• Exercise description: Reproduce each of the following records verbatim, line for line, with no changes.

━━━━━ Data provided

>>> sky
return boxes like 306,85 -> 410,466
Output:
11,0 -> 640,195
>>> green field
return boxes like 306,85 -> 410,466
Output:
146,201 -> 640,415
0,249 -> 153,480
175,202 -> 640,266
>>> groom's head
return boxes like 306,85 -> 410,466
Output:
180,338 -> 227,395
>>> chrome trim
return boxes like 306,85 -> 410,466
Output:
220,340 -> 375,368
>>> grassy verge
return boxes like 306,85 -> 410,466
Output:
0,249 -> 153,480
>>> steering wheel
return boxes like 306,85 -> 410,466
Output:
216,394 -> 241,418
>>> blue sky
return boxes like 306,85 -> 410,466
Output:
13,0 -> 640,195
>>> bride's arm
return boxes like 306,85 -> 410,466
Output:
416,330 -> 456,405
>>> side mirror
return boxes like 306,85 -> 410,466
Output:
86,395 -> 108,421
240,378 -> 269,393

━━━━━━━━━━

• Solved exercise:
>>> sky
return boxes like 306,85 -> 410,466
Output:
11,0 -> 640,195
>>> green field
return boxes like 306,85 -> 410,466
Output:
146,201 -> 640,415
0,249 -> 153,480
175,202 -> 640,266
>>> groom's head
return boxes like 306,85 -> 410,466
Output:
180,338 -> 227,395
>>> chrome trim
return boxes like 306,85 -> 410,466
Output:
220,340 -> 375,368
>>> grassy verge
return boxes like 306,85 -> 410,466
Output:
0,249 -> 153,480
>>> steering wheel
return boxes like 306,85 -> 410,466
Output:
216,394 -> 241,418
>>> blue sky
return boxes like 306,85 -> 410,466
Output:
13,0 -> 640,195
>>> bride's arm
return boxes like 306,85 -> 410,466
Output:
416,330 -> 456,405
>>> side mirror
return boxes like 306,85 -> 410,466
Output:
86,395 -> 108,421
240,378 -> 269,393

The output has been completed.